--- BEGIN Data for processing ---

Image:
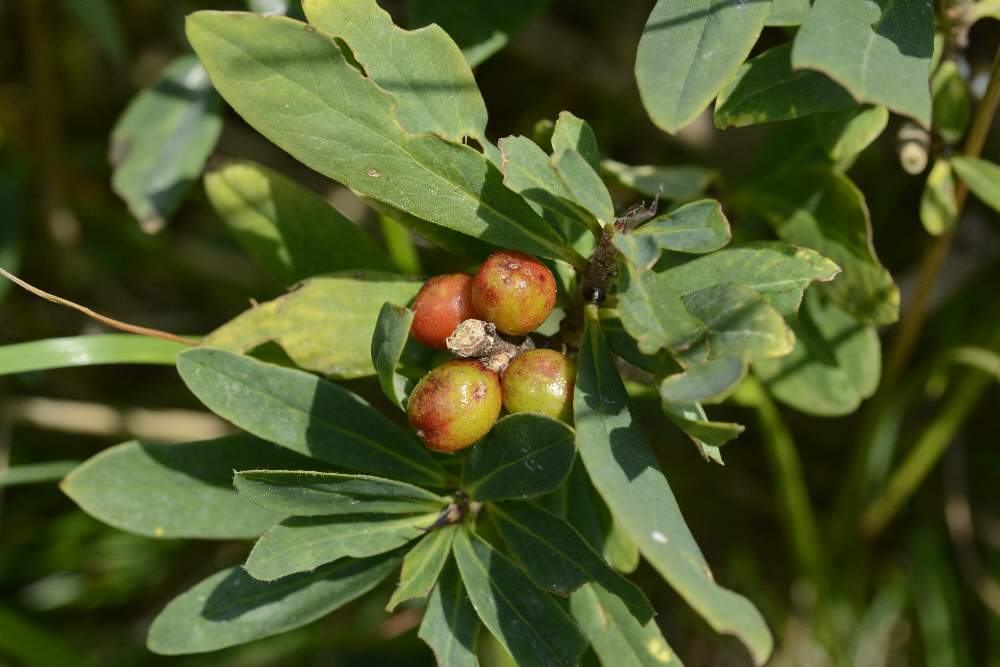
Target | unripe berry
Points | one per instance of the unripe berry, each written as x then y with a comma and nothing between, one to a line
540,381
455,405
441,304
514,291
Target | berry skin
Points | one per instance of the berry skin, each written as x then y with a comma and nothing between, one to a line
540,381
455,405
514,291
441,304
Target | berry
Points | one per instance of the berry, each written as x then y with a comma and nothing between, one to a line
514,291
455,405
441,304
540,381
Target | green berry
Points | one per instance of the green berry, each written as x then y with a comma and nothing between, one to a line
455,405
514,291
441,304
540,381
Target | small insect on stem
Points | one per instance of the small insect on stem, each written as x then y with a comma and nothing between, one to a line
604,259
453,513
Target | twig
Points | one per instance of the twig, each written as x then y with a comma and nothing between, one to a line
910,327
116,324
913,319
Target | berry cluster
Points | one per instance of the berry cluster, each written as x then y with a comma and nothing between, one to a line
458,402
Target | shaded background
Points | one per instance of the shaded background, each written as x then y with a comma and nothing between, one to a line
74,591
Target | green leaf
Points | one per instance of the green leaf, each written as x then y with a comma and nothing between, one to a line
422,565
659,364
306,414
304,493
777,271
277,7
481,28
160,143
836,362
982,177
788,12
326,325
592,519
524,455
880,51
766,89
653,314
292,83
938,208
985,9
35,473
557,558
820,209
709,382
952,106
392,329
642,251
688,51
528,171
177,490
739,322
231,608
584,183
614,634
697,227
529,624
707,436
673,183
845,134
614,450
423,69
292,232
76,351
575,133
454,242
301,543
450,624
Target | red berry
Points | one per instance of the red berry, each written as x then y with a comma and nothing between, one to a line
441,304
540,381
455,405
514,291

--- END Data for processing ---

Given request
Repeat the records in full, exactly as they appear, without the pictures.

Output of the exercise
Image:
Target | unripe berry
Points | one per instance of the unripe berry, each written as x then y with a comma and nothing between, one to a line
540,381
455,405
441,304
514,291
Target | berry skin
Points | one per instance of the berry skin, each written as x then y with a comma and nothing between, one to a line
540,381
455,405
514,291
441,304
Target | berry
Points | one per instance of the berry, each written as x then y with a comma and nothing between, one to a line
514,291
455,405
441,304
540,381
Target | green berry
Points | one per instance of the green berry, each written as x then y with a comma and nothing between, one to a line
455,405
514,291
441,304
540,381
Target | small insect on stem
Points | one per instance of the small insect on stem, each written as x then y with a comma and nothing between, one to a line
604,259
453,513
Target | twig
Points | one per instance of the twig, each written as x then y with a comma and nothing between, one to a line
910,327
116,324
913,319
Target | berry cluster
Points | one per instance of the berry cluster, each written as x then y with a comma and nothing between, one to a line
458,402
Target | shaded background
Points | one per instance of the shaded background, each written as x then y with a comma and nothing between, one to a line
74,591
Target | green leaf
Points | one per instance of the green leaf, each written as x then y with a comma and nothing between, one to a line
422,565
659,364
306,414
304,493
777,271
277,7
481,28
160,143
836,362
982,177
788,12
326,325
592,519
524,455
880,51
766,89
653,314
292,83
938,208
985,9
35,473
557,558
820,209
709,382
952,106
392,329
642,251
688,51
528,171
177,490
739,322
231,608
584,183
614,634
697,227
529,624
707,436
673,183
845,134
614,450
423,69
292,232
76,351
575,133
454,242
301,543
450,624
Target | red berry
Points | one per instance of the red berry, each written as x then y with a comma and nothing between, one to a line
441,304
540,381
455,405
514,291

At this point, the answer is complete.